Task description: Leave the images aside and output every entry exactly.

Records for this exercise START

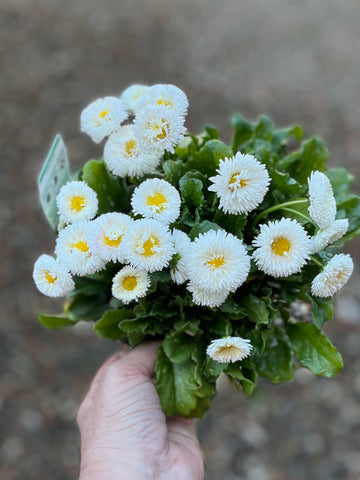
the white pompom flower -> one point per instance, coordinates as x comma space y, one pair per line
217, 261
102, 117
130, 284
322, 208
109, 230
204, 298
158, 199
123, 155
329, 235
165, 95
73, 249
132, 95
159, 128
181, 243
282, 248
148, 245
241, 183
51, 277
229, 349
76, 202
335, 275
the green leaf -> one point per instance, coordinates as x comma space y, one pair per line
174, 170
178, 347
208, 158
203, 227
191, 190
312, 156
111, 192
84, 307
177, 386
243, 130
314, 349
55, 321
256, 309
276, 363
280, 136
322, 310
245, 378
108, 325
232, 223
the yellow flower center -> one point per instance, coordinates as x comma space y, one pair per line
227, 349
49, 278
130, 147
112, 242
216, 262
129, 283
82, 246
157, 200
77, 203
103, 113
149, 245
234, 179
161, 101
280, 246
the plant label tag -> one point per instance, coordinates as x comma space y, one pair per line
54, 174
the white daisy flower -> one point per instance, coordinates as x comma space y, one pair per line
123, 155
130, 284
181, 243
148, 245
52, 278
229, 349
76, 202
132, 95
283, 248
334, 276
109, 230
102, 117
217, 261
328, 235
165, 95
158, 199
159, 128
241, 183
203, 297
322, 208
73, 249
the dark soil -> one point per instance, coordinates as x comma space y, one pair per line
297, 61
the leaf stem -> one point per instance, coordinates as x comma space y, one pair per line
280, 206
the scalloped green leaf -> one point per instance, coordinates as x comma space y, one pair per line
314, 349
108, 325
55, 321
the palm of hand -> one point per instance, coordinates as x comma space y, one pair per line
124, 431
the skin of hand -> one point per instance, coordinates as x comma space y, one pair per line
124, 432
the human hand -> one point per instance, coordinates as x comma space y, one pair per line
124, 432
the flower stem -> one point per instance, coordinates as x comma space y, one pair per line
278, 207
300, 214
316, 261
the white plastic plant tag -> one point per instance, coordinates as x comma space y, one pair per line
54, 174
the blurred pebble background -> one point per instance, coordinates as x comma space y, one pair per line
297, 61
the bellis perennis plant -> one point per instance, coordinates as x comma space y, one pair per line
204, 245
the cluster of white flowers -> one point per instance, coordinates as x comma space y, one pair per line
140, 127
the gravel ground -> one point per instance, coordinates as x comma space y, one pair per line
297, 61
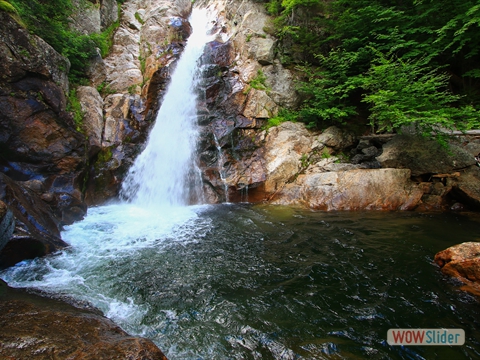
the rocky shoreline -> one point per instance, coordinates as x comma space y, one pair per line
52, 169
35, 327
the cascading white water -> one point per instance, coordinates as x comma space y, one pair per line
165, 174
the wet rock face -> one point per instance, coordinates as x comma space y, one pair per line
36, 328
462, 261
361, 189
7, 224
36, 226
136, 73
39, 144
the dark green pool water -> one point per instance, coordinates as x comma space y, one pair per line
246, 282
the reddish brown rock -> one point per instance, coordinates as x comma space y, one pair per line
362, 189
462, 261
32, 327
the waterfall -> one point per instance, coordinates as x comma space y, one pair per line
165, 173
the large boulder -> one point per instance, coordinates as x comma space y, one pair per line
462, 261
36, 227
7, 224
93, 123
423, 156
284, 147
38, 138
466, 187
32, 327
362, 189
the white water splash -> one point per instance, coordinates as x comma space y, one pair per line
156, 188
165, 172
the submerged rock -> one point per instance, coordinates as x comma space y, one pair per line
32, 327
462, 261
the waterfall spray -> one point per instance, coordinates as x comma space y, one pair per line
165, 173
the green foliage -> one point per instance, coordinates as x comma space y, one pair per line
104, 89
139, 18
382, 62
403, 93
74, 106
7, 7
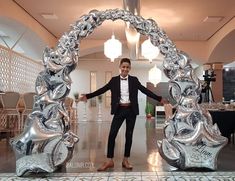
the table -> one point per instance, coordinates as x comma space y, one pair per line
225, 119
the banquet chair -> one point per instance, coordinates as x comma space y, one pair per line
10, 112
28, 99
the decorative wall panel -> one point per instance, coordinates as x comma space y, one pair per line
17, 72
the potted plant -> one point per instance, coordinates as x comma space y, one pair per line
149, 110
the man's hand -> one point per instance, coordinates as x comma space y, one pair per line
164, 101
83, 98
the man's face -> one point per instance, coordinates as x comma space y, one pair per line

Records for this exercise END

Your solution:
the white pompom flower -> one point per instance, coordinates as x comma space y, one pair per line
217, 261
102, 117
130, 284
322, 208
109, 230
204, 298
158, 199
123, 155
329, 235
165, 95
73, 249
132, 95
159, 128
181, 243
282, 248
148, 245
241, 183
51, 277
229, 349
76, 202
335, 275
the green leaf -> one point per instance, coordinates as x comma space y, one pair per line
174, 170
178, 347
208, 158
203, 227
191, 190
312, 156
111, 192
84, 307
177, 386
243, 130
314, 349
55, 321
256, 309
276, 363
280, 136
322, 310
245, 378
108, 325
232, 223
the yellow flower center -> one point per instance, coordinates as x comma space y, one pair per line
227, 349
49, 278
130, 147
112, 242
216, 262
129, 283
82, 246
157, 200
77, 203
103, 113
149, 245
234, 179
161, 101
280, 246
the plant label tag -> one point per instance, coordinates as x comma space y, one pair per line
54, 174
the white daisy flower -> one point per instance, coordinates as x comma space y, one pair per line
123, 155
130, 284
181, 243
148, 245
52, 278
229, 349
76, 202
132, 95
283, 248
334, 276
109, 230
102, 117
217, 261
328, 235
165, 95
158, 199
159, 128
241, 183
203, 297
322, 208
73, 249
the dark soil -> one point per instance, coordinates as x comma space y, one pair per line
297, 61
the leaf stem -> one point per instance, coordinates as x comma space y, one pair per line
280, 206
the scalloped green leaf -> one point per instance, coordinates as x comma space y, one pair per line
314, 349
108, 325
55, 321
the palm of hand -> one point per instance, coordinates as x comma space y, one pair per line
124, 431
the skin of hand -> one point per instance, coordinates as x comma space y, one pair per line
124, 432
the human hand -> one point per instance, coordinates as x comma space y, one pair per line
124, 432
the flower stem -> one point per instance, coordinates as x comma space y, one pair per line
278, 207
300, 214
316, 261
the white plastic plant tag -> one point per instance, coordinates as x comma space y, one pair per line
54, 174
the blurred pebble background -> one point per instance, coordinates as x comma space y, one pair per line
297, 61
the bellis perennis plant -> one point per instance, coordinates as x comma space y, one pair per line
204, 245
the cluster of white flowers -> one point per instance, coordinates as x comma space y, one pair per line
140, 127
the gravel ground -> one point per instance, coordinates as x comma space y, one pair per line
297, 61
the rocky shoreline -> one point per instance, coordinates as x comma space y, one pair per line
52, 169
35, 327
the cascading white water -> one point per instance, coordinates as x comma space y, one pair per line
165, 174
the wet rock face -> one point per instance, coordinates as x comma space y, one pair per line
36, 328
462, 261
361, 189
7, 224
36, 226
136, 73
39, 144
the dark green pool water -> one point per instance, coordinates as x comma space y, one pair per line
246, 282
the reddish brown rock -> one point per instance, coordinates as x comma space y, one pair per line
362, 189
462, 261
32, 327
the waterfall -> one point per instance, coordinates as x comma space y, one pair per line
165, 173
the large boulder -> one point per instance, coordinates as x comma space y, one pair per line
462, 261
36, 227
7, 224
93, 123
423, 156
284, 147
38, 138
466, 187
32, 327
362, 189
the white water splash -> one point per instance, coordinates as x comma space y, one pair per line
156, 188
165, 172
the submerged rock -> one point per instance, coordinates as x comma space y, one pair per line
32, 327
462, 261
the waterfall spray -> one point per instance, coordinates as x comma space y, one pair per line
165, 173
the green foliage -> one point per instance, coordinates as x comma space y, one pair per line
104, 89
139, 18
382, 62
403, 93
74, 106
7, 7
the table -> one point per instance, coordinates as x comma space y, one pair per line
225, 119
the banquet chair -> one point per instance, coordinates as x comma space y, one pair per line
10, 112
28, 99
the decorative wall panel -> one point per instance, coordinates as x comma space y, one pair per line
17, 72
the potted plant -> one point per instance, coordinates as x comma space y, one pair per line
149, 110
the man's hand -> one point per instance, coordinates as x comma space y, one pair per line
164, 101
83, 98
the man's face -> one point per instance, coordinates as x comma space y, one pair per line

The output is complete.